== DATASET RECORDS ==
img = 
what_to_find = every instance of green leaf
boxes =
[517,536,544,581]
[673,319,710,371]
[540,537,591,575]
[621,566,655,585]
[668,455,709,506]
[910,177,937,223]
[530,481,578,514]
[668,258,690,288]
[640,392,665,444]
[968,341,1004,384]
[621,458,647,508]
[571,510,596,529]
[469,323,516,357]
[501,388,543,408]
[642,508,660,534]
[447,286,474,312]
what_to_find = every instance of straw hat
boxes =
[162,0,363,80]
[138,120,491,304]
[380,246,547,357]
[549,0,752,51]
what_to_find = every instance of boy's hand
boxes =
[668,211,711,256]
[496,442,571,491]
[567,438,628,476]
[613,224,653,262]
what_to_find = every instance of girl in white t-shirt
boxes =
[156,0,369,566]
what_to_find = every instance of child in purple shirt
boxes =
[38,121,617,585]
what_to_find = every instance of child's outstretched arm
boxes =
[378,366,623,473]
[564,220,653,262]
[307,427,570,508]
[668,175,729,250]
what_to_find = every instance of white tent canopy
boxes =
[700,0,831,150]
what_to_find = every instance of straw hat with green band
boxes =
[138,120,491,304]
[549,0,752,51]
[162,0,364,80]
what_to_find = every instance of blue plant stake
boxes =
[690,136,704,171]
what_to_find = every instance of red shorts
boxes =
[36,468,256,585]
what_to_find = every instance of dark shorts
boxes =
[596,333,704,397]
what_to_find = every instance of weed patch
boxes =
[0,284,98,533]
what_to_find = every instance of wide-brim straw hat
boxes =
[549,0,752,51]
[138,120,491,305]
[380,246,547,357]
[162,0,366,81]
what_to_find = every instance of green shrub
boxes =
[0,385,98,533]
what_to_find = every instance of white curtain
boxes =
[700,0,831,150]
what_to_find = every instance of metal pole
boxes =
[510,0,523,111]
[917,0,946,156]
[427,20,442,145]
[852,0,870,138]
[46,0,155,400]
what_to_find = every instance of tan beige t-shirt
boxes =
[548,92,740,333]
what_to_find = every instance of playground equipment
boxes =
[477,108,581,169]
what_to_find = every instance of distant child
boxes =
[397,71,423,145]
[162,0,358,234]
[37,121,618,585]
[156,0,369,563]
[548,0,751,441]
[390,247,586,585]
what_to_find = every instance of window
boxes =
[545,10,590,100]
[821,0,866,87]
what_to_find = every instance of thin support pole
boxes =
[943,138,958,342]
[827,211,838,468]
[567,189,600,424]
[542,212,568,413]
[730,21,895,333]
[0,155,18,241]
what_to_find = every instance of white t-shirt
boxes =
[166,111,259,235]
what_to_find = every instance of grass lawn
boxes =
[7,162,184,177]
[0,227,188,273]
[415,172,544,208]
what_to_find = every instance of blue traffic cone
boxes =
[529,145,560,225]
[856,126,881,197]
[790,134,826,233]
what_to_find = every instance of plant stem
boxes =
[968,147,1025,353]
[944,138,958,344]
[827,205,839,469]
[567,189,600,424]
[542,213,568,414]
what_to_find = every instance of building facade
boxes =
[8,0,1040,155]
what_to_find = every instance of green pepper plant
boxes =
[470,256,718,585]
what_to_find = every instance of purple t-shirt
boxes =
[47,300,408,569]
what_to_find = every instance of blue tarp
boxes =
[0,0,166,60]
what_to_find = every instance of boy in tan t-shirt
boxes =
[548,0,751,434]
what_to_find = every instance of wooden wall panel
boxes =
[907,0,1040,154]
===
Format every line of the items above as a JSON list of strings, one string per line, leaving out blank lines.

[
  "img = ",
  "what_to_find = every instance of green leaf",
  "boxes =",
  "[517,536,544,581]",
  "[673,319,710,371]",
  "[540,537,591,575]",
  "[621,566,655,585]",
  "[668,455,709,506]",
  "[910,177,937,223]",
  "[530,481,578,514]",
  "[668,258,690,288]",
  "[640,392,665,444]",
  "[968,341,1004,384]",
  "[621,458,647,508]",
  "[571,510,596,529]",
  "[469,323,516,357]",
  "[501,388,543,408]",
  "[642,508,660,534]",
  "[447,286,474,312]",
  "what_to_find = every instance of straw hat",
  "boxes =",
  "[162,0,363,80]",
  "[138,120,491,304]",
  "[380,246,547,357]",
  "[549,0,752,51]",
  "what_to_find = every instance of boy's hand",
  "boxes =",
  "[668,211,711,256]",
  "[496,442,571,491]",
  "[567,438,628,476]",
  "[613,224,653,262]",
  "what_to_find = every instance of girl in white t-shirt",
  "boxes =",
  "[156,0,369,566]",
  "what_to_find = every instance of child in purple shirt",
  "boxes =",
  "[38,121,617,585]",
  "what_to_find = every instance of child's outstretched arm",
  "boxes =",
  "[378,366,623,473]",
  "[564,220,653,262]",
  "[307,427,570,508]",
  "[668,175,729,250]",
  "what_to_find = every instance of white tent canopy",
  "boxes =",
  "[700,0,831,150]",
  "what_to_find = every instance of straw hat with green band",
  "boxes =",
  "[138,120,491,304]",
  "[549,0,752,51]",
  "[162,0,364,80]",
  "what_to_find = every instance of blue plant stake",
  "boxes =",
  "[690,136,704,171]",
  "what_to_find = every instance of red shorts",
  "boxes =",
  "[36,468,256,585]",
  "what_to_find = every instance of dark shorts",
  "boxes =",
  "[596,333,704,397]",
  "what_to_find = every instance of weed patch",
  "boxes =",
  "[0,284,98,533]",
  "what_to_find = every instance of wide-brim straw hat",
  "boxes =",
  "[549,0,752,51]",
  "[138,120,491,305]",
  "[380,246,547,357]",
  "[162,0,366,81]",
  "what_to_find = every instance of green shrub",
  "boxes =",
  "[0,385,98,533]",
  "what_to_find = every instance of white curtain",
  "boxes =",
  "[700,0,831,150]",
  "what_to_find = every instance of metal pole",
  "boxes =",
  "[510,0,523,111]",
  "[917,0,946,156]",
  "[427,20,442,145]",
  "[852,0,870,138]",
  "[46,0,155,400]",
  "what_to_find = every instance of tan beige t-shirt",
  "boxes =",
  "[548,92,740,333]",
  "what_to_find = every instance of playground equipment",
  "boxes =",
  "[477,108,581,169]",
  "what_to_find = every instance of distant child",
  "boxes =",
  "[397,71,423,145]",
  "[162,0,358,234]",
  "[37,121,618,585]",
  "[156,0,369,563]",
  "[548,0,751,441]",
  "[390,247,586,585]",
  "what_to_find = every instance of window",
  "boxes =",
  "[545,10,590,100]",
  "[821,0,866,87]",
  "what_to_find = every instance of thin support pole",
  "boxes =",
  "[943,138,958,342]",
  "[827,211,838,468]",
  "[567,189,600,424]",
  "[542,212,568,413]",
  "[730,21,895,333]",
  "[0,155,18,241]",
  "what_to_find = every instance of white t-shirt",
  "boxes =",
  "[166,111,259,235]",
  "what_to_find = every instance of grass lawn",
  "boxes =",
  "[7,162,184,177]",
  "[0,227,188,273]",
  "[415,172,544,208]",
  "what_to_find = every instance of blue traffic cone",
  "boxes =",
  "[529,145,560,225]",
  "[856,126,881,197]",
  "[790,134,826,233]",
  "what_to_find = every instance of plant stem",
  "boxes =",
  "[968,147,1025,353]",
  "[944,138,958,344]",
  "[827,205,839,469]",
  "[567,189,600,424]",
  "[542,213,568,414]",
  "what_to_find = every instance of building facade",
  "boxes =",
  "[8,0,1040,155]",
  "what_to_find = every instance of green pepper plant",
  "boxes =",
  "[470,256,718,585]",
  "what_to_find = every instance of purple t-shirt",
  "boxes =",
  "[47,300,408,569]",
  "what_to_find = every instance of blue tarp",
  "boxes =",
  "[0,0,166,60]",
  "what_to_find = every instance of boy in tan t-shirt",
  "boxes =",
  "[548,0,751,434]",
  "what_to_find = every instance of wooden wall panel",
  "boxes =",
  "[907,0,1040,154]"
]